> **Consigne A**:
Répondez aux questions suivantes sur le texte à lire, une par ligne :
(i) Quel comité a proposé les termes dans lesquels sont abordés les rapports de la philosophie et de la religion ?
(ii) Qu'est-ce que Fénelon voulait que le bon historien oubliât ?
(iii) Dans quelle ville et à quelle date la communication reproduite dans l'article a-t-elle été faite ?

> **Texte à lire**:
Lorsqu’on réfléchit à la manière dont les solutions, ou tout au moins les problèmes, se transmettent d’une génération à l’autre, on s’aperçoit que nous vivons en général sur des héritages contradictoires. Et la remarque est surtout à retenir s’il s’agit d’aborder, dans les termes proposés par le Comité d’Organisation du Huitième Congrès international de Philosophie[1], les rapports de la philosophie et de la religion.

Dès le début de notre enquête, en effet, nous avons à opter entre deux attitudes qui sont incompatibles. Ou nous accueillerons les religions telles qu’elles se présentent pour elles-mêmes, apportant la connaissance d’une réalité transcendante au monde que l’homme perçoit naturellement, reliant d’autre part cette connaissance à une idée de la vérité qui elle-même est transcendante par rapport à toute méthode humaine de vérification ; nous admettrons que, pour avoir voulu se hausser hors de son ordre propre, la sagesse profane perd ici ses droits. Ou bien nous traiterons de la religion, c’est-à-dire d’une fonction que l’homme exerce au même titre que la science ou la morale, en écartant le préjugé d’un domaine où l’esprit pourrait se soustraire à la norme qu’il s’est prescrite d’une recherche toujours plus scrupuleuse et plus délicate, où la réflexion sur le passé ne concourrait pas au progrès de l’avenir.

Fénelon voulait que le bon historien oubliât de quel temps et de quel pays il était, afin de se mettre au service de la seule

  1. Le présent article reproduit, avec quelques additions, le texte d’une communication faite à Prague dans la séance du 5 septembre 1934.

[Entrées d'annotation de régions]
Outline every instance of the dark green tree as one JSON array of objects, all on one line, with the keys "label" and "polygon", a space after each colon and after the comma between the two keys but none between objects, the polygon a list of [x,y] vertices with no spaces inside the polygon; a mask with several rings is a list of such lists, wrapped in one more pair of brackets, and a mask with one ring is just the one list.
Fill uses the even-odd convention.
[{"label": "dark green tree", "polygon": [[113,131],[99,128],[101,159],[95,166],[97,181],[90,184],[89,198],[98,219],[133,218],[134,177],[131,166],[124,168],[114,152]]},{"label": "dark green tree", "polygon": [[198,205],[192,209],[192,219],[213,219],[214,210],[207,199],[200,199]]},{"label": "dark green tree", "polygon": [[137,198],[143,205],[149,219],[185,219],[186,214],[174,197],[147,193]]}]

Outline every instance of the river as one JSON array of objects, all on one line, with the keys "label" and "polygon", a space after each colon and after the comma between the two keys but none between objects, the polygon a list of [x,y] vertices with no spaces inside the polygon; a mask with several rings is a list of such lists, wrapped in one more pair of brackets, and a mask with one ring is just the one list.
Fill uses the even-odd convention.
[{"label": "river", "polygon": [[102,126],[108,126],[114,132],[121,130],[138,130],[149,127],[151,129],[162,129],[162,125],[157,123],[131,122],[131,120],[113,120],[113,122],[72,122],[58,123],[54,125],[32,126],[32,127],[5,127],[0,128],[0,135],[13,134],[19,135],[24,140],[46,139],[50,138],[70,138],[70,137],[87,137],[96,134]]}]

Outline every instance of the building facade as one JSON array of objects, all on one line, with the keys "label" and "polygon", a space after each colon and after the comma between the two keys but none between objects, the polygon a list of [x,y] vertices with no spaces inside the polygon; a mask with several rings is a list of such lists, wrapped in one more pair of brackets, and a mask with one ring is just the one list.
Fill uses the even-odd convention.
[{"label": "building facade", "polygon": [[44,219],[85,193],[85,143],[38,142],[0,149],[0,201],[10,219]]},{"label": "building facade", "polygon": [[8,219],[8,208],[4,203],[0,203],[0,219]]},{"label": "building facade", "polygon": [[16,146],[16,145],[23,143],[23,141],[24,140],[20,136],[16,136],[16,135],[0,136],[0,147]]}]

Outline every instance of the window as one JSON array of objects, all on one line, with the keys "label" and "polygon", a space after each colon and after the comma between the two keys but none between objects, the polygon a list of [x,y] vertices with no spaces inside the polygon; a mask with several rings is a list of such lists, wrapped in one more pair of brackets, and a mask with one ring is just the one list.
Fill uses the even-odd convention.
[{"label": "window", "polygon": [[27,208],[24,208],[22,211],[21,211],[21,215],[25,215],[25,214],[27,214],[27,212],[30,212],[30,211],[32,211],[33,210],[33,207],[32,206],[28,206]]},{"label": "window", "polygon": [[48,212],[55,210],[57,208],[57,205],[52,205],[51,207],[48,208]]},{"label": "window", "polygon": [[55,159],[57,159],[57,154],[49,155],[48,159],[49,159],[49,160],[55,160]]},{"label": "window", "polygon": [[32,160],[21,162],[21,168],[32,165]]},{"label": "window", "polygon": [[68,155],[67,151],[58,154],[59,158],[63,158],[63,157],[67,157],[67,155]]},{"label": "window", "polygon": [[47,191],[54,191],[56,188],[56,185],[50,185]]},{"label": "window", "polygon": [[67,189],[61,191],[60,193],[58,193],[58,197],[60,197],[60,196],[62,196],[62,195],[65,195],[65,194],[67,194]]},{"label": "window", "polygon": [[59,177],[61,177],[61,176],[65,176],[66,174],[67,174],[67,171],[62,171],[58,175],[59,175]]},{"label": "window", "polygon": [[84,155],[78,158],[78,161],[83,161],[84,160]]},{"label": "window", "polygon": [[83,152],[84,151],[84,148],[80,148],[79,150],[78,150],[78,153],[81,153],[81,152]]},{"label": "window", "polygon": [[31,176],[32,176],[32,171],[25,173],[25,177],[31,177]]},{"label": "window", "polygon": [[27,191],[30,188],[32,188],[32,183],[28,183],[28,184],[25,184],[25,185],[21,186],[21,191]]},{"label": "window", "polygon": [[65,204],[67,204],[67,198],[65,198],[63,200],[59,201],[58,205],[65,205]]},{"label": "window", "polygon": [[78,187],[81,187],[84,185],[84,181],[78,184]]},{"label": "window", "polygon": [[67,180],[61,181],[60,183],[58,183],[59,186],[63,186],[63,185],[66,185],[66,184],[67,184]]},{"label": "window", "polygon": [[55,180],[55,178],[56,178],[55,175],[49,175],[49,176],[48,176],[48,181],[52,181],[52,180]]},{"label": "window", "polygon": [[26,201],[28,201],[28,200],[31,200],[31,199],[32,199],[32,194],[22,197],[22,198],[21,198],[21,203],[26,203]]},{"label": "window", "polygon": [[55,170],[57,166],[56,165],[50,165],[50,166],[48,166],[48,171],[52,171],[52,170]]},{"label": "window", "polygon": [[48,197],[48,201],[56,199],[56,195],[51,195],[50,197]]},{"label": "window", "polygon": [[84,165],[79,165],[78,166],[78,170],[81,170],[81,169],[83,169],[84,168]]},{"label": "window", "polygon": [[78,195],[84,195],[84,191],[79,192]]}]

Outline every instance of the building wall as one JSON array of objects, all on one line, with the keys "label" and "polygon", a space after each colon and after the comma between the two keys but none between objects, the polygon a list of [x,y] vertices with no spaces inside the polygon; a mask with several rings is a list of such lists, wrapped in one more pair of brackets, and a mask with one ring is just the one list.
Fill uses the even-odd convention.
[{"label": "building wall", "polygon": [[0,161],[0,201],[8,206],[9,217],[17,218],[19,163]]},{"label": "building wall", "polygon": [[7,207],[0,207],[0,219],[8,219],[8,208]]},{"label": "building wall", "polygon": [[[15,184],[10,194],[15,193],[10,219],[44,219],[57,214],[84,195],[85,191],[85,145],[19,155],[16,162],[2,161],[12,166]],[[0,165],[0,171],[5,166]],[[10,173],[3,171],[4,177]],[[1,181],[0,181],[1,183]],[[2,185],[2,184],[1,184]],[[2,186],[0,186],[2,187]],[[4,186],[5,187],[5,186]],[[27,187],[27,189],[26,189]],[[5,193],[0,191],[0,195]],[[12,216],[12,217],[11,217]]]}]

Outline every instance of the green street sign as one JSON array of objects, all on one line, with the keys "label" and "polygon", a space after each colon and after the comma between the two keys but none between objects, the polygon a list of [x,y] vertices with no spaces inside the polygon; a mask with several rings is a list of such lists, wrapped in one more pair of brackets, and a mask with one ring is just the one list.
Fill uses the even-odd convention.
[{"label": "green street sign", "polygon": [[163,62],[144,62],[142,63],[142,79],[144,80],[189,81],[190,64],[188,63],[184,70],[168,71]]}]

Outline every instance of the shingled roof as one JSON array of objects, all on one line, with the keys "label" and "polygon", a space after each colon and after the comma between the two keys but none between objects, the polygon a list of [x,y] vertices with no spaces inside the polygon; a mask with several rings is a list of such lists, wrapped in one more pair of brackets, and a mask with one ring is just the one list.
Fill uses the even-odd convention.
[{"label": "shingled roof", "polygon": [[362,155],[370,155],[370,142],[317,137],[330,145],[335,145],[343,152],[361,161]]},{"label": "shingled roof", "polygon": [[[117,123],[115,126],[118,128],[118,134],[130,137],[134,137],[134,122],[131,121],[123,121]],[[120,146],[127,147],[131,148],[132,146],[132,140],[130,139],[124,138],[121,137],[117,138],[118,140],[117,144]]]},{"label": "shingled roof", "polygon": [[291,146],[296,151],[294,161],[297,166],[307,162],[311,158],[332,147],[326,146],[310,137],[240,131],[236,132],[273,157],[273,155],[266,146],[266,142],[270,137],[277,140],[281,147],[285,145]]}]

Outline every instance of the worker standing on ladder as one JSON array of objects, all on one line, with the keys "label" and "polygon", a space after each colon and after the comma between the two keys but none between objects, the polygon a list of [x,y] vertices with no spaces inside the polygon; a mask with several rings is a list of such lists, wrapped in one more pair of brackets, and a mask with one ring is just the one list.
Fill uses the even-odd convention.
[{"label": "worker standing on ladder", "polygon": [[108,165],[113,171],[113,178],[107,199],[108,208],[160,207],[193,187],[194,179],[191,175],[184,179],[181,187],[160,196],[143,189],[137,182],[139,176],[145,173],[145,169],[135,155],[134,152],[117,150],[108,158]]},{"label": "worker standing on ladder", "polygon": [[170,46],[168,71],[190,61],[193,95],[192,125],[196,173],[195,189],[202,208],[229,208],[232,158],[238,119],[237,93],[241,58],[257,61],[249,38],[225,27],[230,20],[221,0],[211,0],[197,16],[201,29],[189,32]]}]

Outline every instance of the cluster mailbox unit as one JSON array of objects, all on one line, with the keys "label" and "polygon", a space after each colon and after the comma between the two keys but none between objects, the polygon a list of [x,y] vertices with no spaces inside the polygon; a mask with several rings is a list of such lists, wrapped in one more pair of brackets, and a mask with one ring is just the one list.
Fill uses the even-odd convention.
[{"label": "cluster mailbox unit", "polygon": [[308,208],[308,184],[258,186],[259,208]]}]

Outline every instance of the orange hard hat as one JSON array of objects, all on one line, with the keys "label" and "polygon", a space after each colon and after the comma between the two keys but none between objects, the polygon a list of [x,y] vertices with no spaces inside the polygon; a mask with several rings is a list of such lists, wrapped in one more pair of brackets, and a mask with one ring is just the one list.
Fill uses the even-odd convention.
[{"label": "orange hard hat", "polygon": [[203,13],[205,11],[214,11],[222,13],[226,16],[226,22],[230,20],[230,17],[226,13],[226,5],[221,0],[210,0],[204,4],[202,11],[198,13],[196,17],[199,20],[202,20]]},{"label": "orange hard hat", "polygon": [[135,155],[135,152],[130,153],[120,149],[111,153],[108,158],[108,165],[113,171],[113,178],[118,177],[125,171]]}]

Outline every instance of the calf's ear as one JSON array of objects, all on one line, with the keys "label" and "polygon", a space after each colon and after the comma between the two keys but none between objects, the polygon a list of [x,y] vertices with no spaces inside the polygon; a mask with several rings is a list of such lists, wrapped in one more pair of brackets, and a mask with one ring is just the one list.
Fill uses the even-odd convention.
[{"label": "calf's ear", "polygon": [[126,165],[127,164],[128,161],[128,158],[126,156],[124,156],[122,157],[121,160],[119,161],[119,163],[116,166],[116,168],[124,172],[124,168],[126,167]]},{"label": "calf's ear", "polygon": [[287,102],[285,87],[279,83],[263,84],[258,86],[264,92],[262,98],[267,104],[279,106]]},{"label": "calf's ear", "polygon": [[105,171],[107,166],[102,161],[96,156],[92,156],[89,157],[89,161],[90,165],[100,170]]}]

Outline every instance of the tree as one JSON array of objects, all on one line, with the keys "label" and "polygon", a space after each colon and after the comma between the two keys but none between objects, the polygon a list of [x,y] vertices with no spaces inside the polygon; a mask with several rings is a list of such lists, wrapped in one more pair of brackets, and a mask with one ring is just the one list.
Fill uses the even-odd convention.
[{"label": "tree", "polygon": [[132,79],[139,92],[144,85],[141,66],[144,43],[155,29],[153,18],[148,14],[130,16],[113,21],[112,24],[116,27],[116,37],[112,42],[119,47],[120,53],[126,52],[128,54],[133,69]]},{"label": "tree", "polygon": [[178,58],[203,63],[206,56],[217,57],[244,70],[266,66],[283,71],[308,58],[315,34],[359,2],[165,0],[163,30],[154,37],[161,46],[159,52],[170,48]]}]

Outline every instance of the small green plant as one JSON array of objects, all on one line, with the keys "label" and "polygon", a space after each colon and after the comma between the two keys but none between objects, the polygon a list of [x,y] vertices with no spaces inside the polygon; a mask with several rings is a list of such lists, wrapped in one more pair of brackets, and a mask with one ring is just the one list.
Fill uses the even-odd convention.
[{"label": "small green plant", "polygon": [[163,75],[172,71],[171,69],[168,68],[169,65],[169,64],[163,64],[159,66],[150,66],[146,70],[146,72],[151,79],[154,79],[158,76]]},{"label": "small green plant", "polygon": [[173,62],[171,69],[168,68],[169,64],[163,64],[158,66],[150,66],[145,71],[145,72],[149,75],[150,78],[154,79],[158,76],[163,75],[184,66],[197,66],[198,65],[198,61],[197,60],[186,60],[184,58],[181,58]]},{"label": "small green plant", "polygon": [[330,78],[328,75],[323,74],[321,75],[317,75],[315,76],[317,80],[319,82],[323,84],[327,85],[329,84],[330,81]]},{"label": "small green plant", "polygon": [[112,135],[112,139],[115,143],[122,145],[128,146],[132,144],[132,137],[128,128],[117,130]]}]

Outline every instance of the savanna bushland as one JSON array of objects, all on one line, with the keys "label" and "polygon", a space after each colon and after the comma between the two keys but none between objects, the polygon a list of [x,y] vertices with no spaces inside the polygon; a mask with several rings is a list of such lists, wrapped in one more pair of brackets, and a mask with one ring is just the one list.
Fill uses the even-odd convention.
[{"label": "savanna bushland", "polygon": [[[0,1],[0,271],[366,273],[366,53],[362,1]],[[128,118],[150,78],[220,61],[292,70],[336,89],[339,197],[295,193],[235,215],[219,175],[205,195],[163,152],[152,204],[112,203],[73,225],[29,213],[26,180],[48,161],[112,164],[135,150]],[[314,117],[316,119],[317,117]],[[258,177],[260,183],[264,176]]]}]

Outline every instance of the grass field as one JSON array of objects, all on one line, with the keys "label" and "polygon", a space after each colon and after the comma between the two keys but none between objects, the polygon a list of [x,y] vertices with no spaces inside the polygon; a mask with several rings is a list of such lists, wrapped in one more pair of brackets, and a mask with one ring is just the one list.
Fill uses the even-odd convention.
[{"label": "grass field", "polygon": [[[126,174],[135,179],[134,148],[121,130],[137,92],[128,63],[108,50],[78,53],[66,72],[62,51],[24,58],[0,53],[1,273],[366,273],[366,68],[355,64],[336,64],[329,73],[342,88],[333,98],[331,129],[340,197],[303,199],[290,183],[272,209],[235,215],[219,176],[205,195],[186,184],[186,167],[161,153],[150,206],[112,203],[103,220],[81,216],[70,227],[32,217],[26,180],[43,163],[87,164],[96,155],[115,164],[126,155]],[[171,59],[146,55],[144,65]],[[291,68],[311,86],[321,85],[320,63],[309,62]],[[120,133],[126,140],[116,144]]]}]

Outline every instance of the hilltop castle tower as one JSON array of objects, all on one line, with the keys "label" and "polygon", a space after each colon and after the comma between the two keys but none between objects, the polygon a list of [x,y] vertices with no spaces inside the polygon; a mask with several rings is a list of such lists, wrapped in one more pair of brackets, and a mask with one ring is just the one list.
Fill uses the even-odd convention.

> **Consigne B**: Relevez chaque ligne des enregistrements qui contient la chaîne "mailbox", en tenant compte de la casse.

> **Réponse rédigée A**:
(i) Le Comité d'Organisation du Huitième Congrès international de Philosophie.
(ii) De quel temps et de quel pays il était.
(iii) À Prague, dans la séance du 5 septembre 1934.

> **Réponse rédigée B**:
Outline every instance of the cluster mailbox unit as one JSON array of objects, all on one line, with the keys "label" and "polygon", a space after each colon and after the comma between the two keys but none between objects, the polygon a list of [x,y] vertices with no spaces inside the polygon; a mask with several rings is a list of such lists, wrapped in one more pair of brackets, and a mask with one ring is just the one list.
[{"label": "cluster mailbox unit", "polygon": [[308,208],[308,184],[258,186],[259,208]]}]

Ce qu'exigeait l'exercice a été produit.